## PAGE EXTRACT:
Blind violinist Kim Ji-sun is set for a new page of her life with plans across the Pacific region.
Kim will attend the Manhattan School of Music in New York next year for graduate studies. She will be the first blind person to enter the two-year graduate program at the college.
“The program was to begin in September, but has been delayed to January because of the coronavirus pandemic situation,” Kim told The Korea Herald in a phone interview Monday. “But still, I am excited.”
Earlier this year, Kim won the grand prize at the VSA International Young Soloists Award, and earned an opportunity to perform at the John F. Kennedy Center for the Performing Arts in Washington in September. But the performance has been postponed, too.
“The winners gathered on Zoom a few days ago and shared our stories,” Kim said. “The concert has been postponed, but it will happen for sure. The organizers told me they will make it happen. I am waiting for the day.”
Kim attended the Hanbit School for the Blind and went on to the Korea National University of Arts. She joined the Hanbit Performing Arts, an orchestra for the blind, when it was founded in 2011, and was concertmaster until 2014.
“Being a concertmaster, I have to focus on others’ sounds. It is not just about me. I have to care for others, adjust my sound so that others can do well,” Kim said. “It was not an easy job. But I learned a lot from it.”

## PROBLEM SET:
a) Using the article on Kim Ji-sun, decide whether each statement agrees with it. Answer yes or no for each, and quote the words that decide it.
(i) Kim will be the first blind person to enter the two-year graduate program at the Manhattan School of Music.
(ii) Kim's performance at the John F. Kennedy Center took place in September as planned.
(iii) Kim served as concertmaster of the Hanbit Performing Arts until 2016.
b) Please answer these questions from the article on Kim Ji-sun, marking each answer to match its question.
(i) What prize did Kim win earlier this year?
(ii) In what year was the Hanbit Performing Arts founded?
(iii) To what month has the start of Kim's graduate program been delayed?
c) Carry the article on Kim Ji-sun forward from its final sentence.
The rows are not needed for anything here.

## GIVEN DATA:

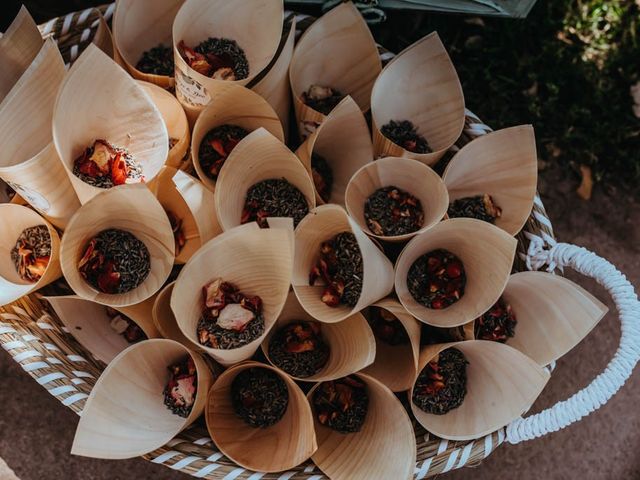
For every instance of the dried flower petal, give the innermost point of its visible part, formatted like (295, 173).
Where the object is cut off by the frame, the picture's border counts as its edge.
(235, 317)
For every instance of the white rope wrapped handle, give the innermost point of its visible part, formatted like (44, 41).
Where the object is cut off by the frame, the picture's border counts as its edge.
(605, 385)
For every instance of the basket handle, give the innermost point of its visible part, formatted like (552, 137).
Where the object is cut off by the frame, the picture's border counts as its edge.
(606, 384)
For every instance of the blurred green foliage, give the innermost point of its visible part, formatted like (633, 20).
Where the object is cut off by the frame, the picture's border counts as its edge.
(567, 69)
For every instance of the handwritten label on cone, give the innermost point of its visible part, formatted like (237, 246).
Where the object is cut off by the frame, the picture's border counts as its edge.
(189, 90)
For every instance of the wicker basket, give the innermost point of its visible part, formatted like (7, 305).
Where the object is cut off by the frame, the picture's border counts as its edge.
(36, 339)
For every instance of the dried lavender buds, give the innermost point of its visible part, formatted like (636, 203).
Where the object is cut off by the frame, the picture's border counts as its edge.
(498, 324)
(182, 387)
(115, 261)
(32, 252)
(230, 319)
(216, 146)
(274, 197)
(218, 58)
(386, 327)
(342, 404)
(299, 349)
(322, 99)
(259, 397)
(322, 176)
(157, 61)
(442, 383)
(178, 232)
(123, 325)
(481, 207)
(104, 165)
(340, 267)
(390, 211)
(405, 134)
(437, 279)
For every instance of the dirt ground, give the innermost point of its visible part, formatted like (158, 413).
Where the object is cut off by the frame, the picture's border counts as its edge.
(37, 431)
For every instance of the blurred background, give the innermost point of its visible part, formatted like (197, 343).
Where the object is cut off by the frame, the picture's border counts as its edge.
(572, 69)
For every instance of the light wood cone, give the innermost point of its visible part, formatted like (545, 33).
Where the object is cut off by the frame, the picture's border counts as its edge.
(258, 261)
(385, 447)
(351, 342)
(19, 45)
(413, 177)
(30, 164)
(125, 415)
(343, 141)
(337, 51)
(131, 208)
(89, 324)
(187, 199)
(174, 119)
(255, 25)
(100, 100)
(238, 106)
(164, 319)
(323, 224)
(396, 365)
(13, 220)
(503, 164)
(420, 85)
(259, 156)
(553, 314)
(502, 383)
(282, 446)
(140, 25)
(487, 255)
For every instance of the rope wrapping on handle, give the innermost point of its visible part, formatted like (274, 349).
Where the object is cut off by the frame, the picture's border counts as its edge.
(605, 385)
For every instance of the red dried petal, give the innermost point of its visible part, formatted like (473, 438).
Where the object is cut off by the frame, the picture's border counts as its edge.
(330, 297)
(299, 347)
(119, 170)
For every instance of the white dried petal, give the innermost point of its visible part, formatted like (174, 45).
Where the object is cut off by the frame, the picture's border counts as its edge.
(234, 317)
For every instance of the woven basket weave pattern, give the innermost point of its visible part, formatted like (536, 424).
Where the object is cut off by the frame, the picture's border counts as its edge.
(36, 339)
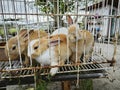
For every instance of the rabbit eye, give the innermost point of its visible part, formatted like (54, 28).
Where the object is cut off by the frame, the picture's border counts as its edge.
(36, 47)
(14, 47)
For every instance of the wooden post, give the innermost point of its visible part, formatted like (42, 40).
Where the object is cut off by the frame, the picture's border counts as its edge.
(65, 85)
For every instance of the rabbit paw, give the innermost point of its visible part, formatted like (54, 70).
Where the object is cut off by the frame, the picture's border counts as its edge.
(53, 71)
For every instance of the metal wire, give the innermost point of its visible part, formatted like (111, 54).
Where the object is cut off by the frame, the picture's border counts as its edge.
(99, 56)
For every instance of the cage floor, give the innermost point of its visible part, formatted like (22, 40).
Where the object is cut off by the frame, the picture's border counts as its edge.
(15, 72)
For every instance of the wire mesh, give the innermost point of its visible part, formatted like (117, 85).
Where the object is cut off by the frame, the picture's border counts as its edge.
(100, 17)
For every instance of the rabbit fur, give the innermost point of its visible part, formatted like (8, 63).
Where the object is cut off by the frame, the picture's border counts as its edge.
(50, 51)
(84, 41)
(12, 45)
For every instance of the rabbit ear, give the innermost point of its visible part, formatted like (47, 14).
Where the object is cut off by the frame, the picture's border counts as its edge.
(24, 34)
(55, 42)
(69, 19)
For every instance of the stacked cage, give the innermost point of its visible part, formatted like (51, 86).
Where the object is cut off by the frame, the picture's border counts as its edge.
(72, 39)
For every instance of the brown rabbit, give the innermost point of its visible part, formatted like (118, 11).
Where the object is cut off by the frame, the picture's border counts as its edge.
(50, 51)
(12, 46)
(84, 41)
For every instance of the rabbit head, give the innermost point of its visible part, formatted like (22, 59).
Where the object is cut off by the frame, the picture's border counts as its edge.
(20, 42)
(46, 51)
(15, 44)
(73, 33)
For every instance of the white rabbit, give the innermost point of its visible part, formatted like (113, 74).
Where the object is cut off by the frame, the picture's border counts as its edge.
(50, 51)
(13, 47)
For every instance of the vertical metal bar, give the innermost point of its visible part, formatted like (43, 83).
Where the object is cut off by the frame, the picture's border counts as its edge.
(26, 17)
(5, 30)
(109, 31)
(18, 38)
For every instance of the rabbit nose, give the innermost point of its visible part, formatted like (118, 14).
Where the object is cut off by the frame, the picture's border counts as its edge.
(29, 51)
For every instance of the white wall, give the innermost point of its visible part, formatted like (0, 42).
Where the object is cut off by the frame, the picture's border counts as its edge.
(104, 26)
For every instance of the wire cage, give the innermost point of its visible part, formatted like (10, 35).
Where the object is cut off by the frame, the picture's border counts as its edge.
(99, 17)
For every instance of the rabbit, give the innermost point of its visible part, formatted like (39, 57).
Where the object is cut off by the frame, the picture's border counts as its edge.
(12, 45)
(85, 43)
(64, 30)
(50, 51)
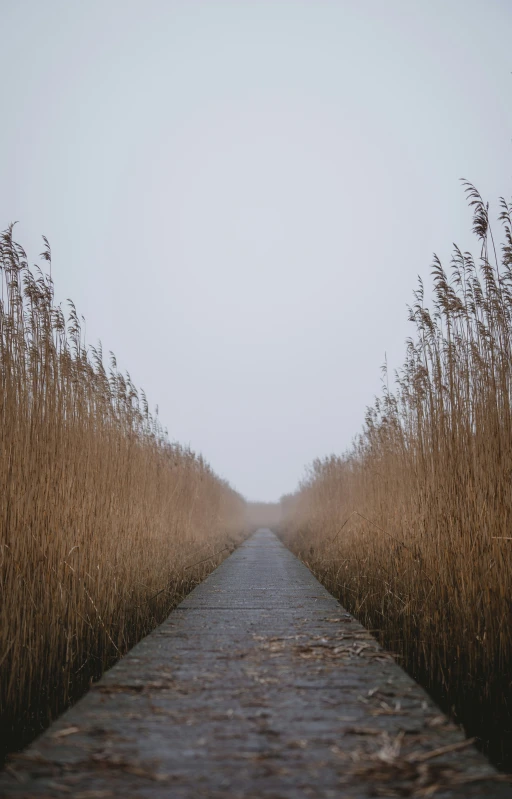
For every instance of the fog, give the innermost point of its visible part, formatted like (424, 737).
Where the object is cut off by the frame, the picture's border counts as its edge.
(240, 195)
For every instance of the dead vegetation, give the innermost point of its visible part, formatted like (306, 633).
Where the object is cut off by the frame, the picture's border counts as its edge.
(412, 527)
(104, 524)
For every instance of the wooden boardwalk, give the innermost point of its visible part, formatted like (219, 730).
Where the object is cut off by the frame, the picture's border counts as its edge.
(258, 685)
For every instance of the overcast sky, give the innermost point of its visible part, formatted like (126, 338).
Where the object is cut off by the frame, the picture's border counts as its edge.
(240, 195)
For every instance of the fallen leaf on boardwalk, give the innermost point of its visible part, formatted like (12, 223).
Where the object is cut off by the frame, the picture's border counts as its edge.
(393, 774)
(363, 731)
(66, 731)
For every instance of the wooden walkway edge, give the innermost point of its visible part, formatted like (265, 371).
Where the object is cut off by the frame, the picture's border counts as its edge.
(258, 685)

## ANSWERS FOR EACH ITEM:
a)
(i) Yes: "She will be the first blind person to enter the two-year graduate program at the college."
(ii) No: "But the performance has been postponed, too."
(iii) No: "was concertmaster until 2014."

b)
(i) The grand prize at the VSA International Young Soloists Award
(ii) 2011
(iii) January

c)
Kim, unable to see from birth, memorizes the entire score before going on the stage.
“There weren’t many scores in braille in the past. My mom used to transcribe the scores into braille,” she said. “Things are slowly getting better, there are now more scores in braille.”
Meanwhile, the violinist will take the stage at the “Music in the Dark: Momentum” concert on Aug. 11 at the Lotte Concerts Hall in eastern Seoul. The concert is organized by Hanbit Performing Arts.
Kim will perform Mendelssohn’s Piano Trio No. 2 in C minor, Op. 66 with pianist Lee Jae-hyuk and cellist Kim Min-ju. Lee was Kim’s teacher at the Hanbit School for the Blind.
“The fourth movement is passionate and strong. It is a well-recognized composition, so many can enjoy the music,” she said. “People are going through hard times now. I hope the audience can be comforted by my music.”